═══ Text segment
6Hardy’s relationship with mimesis is known to have been a rather vexed one, and in his poetic “self-portraits”, the mirror does not serve to attest to the truth of the picture. On the very opposite, it seems to substitute an image for another, and to offer a simulacrum, a ghostly projection only given in the conditional modality:
I Look Into My Glass
I look into my glass,
And view my wasting skin,
And say, ‘Would God it came to pass
My heart had shrunk as thin!’
For then I, undistrest
By hearts grown cold to me,
Could lonely wait my endless rest
With equanimity.
But Time, to make me grieve,
Part steals, lets part abide;
And shakes this fragile frame at eve
With throbbings of noontide. (Hardy 81)
7This poem only offers the tantalising shadow of a self-portrait. Nowhere is the poet’s whole face mentioned. What catches his eye is a thin “skin” that veils just as much as it reveals – literally a “shagreen”, “peau de chagrin”, which acts as both a metaphor and a metonymy for the process of disappearance, the erasure of the body. This body has so much dwindled at the end of the poem as to lose substance and be called a “frame” – as if it could identify with the mirror frame, the material border enclosing the empty space of a vanished reflection, a passing existence. And the fricative sounds linking the “fragile frame” and the heart’s “throbbing” make us hear and feel the speaker’s trembling apprehension at this foreseen and foretold disappearance.
8Instead of presenting a stable physical image, the mirror suggests an ongoing “wasting” process, in the progressive form; one that reveals or displays the agency of time in the look of a face – a process to which Hardy dedicates another poem, “Faded Face”, which reads as a dirge, a lament on a face discovered too late, past the beauty of its prime:
How was this I did not see
Such a look as here was shown
Ere its womanhood had blown
Past its first felicity? –
That I did not know you young,
Faded Face,
Know you young! (Hardy 447).
9Tellingly, the visual process of perception in “I Look Into My Glass” is entirely and exclusively contained within the very first line of the poem, while the second line immediately rewrites the verb “to look” as “to view” – a verb which can be heard as “to review”, “to analyse”, “to study in detail”: an action necessarily unfolding in time. Thus the poet does not see himself, but rather his aging process, his mortality, in a word his coming end; and the verbs that punctuate the poem (“to waste”, “to pass”, “to shrink”, “to grow cold”, “to steal”, “to grieve”) point all the steps of the implicit scenario ineluctably leading to death. So the moment is less anchored in the instant, as the reflexive process of self-contemplation should be, than turned towards the future, stretching the present moment of “noontide” towards the coming evening or “eve”.
10Interestingly, the static moment of the gaze is doubled with the awareness of a constant oscillation in thought between past, present and future, what was and what will be, what has gone and what will remain – an oscillation clearly marked by the symmetrical construction “part steals” / “part abide” around the comma that severs the line, and the central pivot in the verb “lets”. Finally the poem ends on a strangely oxymoric “projected retrospection” – if we may call it thus – that is, an anticipation of the final moment when the poet will be looking back upon his entire life. What should have been an existential moment of encounter with the self turns into the uncanny experience of double vision, collapsing the present face and the future skull, as in Picasso’s weirdly prescient self-portrait of June 30th, 1972 – barely one year before his death (private collection; a chalk drawing of the same date is kept at the Picasso Museum, Paris). The frightening encounter with the aging self turns into a peaceful acceptance of death; but for this, the speaker also needs to sever the ties with others (in the second, pivotal stanza), letting go of humanity as a whole, in an attempt to preserve himself from feeling and therefore suffering. And this is a departure indeed, an adieu, since “I Look Into My Glass” is as a coda, the concluding piece to the whole volume of Wessex Poems, followed by the silence of a blank page and the closing of the book cover.
══════
═══ Dataset entries
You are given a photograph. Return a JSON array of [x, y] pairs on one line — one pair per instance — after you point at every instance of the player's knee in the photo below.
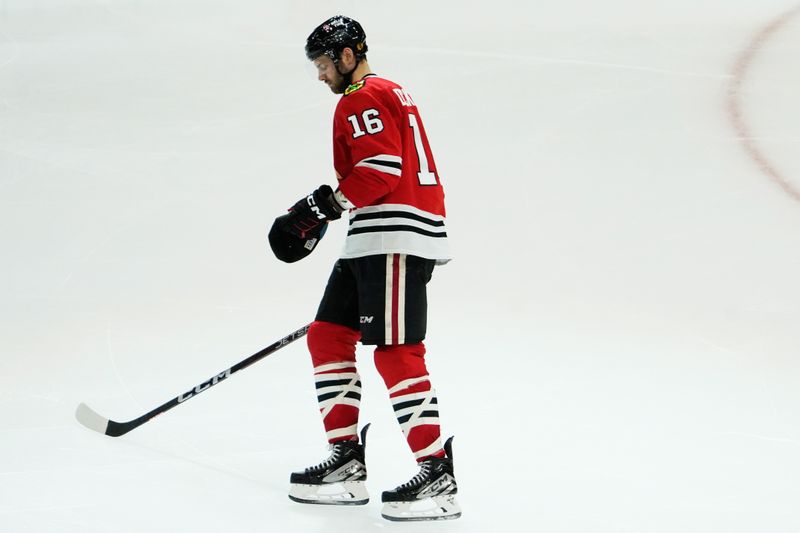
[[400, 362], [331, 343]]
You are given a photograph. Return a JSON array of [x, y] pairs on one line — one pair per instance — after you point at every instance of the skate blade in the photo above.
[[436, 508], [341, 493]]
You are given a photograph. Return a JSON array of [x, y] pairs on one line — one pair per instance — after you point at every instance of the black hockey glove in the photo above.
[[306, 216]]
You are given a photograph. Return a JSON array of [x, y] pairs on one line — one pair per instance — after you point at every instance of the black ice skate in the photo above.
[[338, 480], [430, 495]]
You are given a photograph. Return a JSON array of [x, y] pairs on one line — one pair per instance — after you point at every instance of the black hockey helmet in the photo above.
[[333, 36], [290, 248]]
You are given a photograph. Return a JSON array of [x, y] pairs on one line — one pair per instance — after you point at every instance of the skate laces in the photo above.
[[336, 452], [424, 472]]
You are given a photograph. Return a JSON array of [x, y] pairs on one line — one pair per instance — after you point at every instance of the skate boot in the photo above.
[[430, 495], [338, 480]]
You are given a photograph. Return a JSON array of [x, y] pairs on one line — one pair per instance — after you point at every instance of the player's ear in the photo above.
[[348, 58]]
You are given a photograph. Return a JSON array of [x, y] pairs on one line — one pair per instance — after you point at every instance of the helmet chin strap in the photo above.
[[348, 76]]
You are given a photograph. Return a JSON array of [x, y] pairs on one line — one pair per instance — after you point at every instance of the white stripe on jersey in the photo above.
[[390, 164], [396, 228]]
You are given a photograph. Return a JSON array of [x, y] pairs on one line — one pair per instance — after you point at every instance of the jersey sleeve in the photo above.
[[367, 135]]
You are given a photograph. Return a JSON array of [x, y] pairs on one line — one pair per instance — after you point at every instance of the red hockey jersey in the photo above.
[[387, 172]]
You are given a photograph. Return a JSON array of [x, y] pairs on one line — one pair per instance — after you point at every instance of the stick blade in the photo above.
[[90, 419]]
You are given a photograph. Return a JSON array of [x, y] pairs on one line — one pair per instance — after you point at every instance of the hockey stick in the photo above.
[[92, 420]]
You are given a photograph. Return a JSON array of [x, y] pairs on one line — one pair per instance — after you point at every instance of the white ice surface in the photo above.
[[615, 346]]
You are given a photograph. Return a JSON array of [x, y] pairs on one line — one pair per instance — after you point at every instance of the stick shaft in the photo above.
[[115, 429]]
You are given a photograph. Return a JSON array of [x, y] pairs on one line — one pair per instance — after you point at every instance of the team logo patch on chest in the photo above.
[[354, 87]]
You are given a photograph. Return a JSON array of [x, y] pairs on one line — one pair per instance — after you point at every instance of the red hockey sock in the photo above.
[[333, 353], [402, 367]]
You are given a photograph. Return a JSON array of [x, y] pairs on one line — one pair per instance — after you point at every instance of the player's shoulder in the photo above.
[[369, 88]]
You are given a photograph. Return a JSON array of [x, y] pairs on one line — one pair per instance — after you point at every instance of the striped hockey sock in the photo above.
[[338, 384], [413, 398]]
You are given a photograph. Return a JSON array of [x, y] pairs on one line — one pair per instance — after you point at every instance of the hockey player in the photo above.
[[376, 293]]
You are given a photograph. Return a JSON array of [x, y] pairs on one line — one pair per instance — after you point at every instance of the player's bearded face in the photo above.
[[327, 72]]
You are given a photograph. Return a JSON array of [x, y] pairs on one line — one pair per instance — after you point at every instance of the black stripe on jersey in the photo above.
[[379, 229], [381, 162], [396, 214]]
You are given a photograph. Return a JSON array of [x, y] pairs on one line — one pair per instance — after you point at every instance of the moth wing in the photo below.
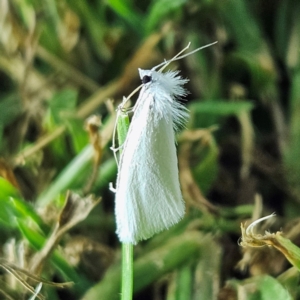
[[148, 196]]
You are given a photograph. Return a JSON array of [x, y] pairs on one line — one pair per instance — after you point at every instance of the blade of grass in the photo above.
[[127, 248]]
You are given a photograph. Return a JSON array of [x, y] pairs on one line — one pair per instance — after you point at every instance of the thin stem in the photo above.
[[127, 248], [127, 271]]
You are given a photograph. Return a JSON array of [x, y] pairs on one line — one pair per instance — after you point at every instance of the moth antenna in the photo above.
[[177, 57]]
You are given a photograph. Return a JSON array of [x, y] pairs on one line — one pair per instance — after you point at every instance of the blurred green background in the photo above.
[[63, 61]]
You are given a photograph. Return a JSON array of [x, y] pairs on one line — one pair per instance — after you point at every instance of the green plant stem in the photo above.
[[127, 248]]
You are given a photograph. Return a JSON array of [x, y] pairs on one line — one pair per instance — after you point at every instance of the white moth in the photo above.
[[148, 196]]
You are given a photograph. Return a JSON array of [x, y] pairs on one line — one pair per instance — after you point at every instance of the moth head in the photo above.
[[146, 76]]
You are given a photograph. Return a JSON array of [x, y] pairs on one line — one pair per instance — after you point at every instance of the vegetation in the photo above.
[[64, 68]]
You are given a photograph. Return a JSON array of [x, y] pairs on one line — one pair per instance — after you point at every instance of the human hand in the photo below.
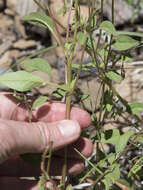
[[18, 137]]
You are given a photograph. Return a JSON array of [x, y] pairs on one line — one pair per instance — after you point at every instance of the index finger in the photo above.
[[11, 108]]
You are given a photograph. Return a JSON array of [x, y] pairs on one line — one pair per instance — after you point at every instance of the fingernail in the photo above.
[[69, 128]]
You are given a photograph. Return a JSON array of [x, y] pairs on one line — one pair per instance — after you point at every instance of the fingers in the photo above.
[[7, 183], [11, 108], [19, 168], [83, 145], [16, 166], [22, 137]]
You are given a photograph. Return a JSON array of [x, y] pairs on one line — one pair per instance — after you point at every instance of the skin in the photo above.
══════
## Task list
(A) According to the commentary on Hardy's poetry, which poem closes the volume Wessex Poems?
(B) Proceed with the commentary on Hardy's poetry, writing on from its final sentence.
The records stand apart from the commentary on Hardy's poetry and are separate material.

## Task-by-task outputs
(A) "I Look Into My Glass"

(B)
11So the glass of Hardy’s poem is not so much a looking glass as an hour glass, and the poem may be called a Vanity: a meditation upon time, a quiet and disabused contemplation of self-effacement presenting us – contrary to “Faded Face” – with a lesson of acceptance of body decay. Nor is this the only instance when the poet sees the glass as an instrument of prediction: in “Near Lanivet, 1872”, the poet’s young lover leisurely spreads her arms against a gate and suddenly appears as a frightening figure of crucifixion “in the running of Time’s far glass” (Hardy 436, l. 30). In another instance still (“By the Runic Stone”) the sand-glass turns into something of the fated crystal bowl containing all of men’s destinies. What the mirror discloses here is the action of malevolent Time “tossing” together individual histories:
It might have strown
Their zest with qualms to see
As in a glass, Time toss their history
From zone to zone! (Hardy 471)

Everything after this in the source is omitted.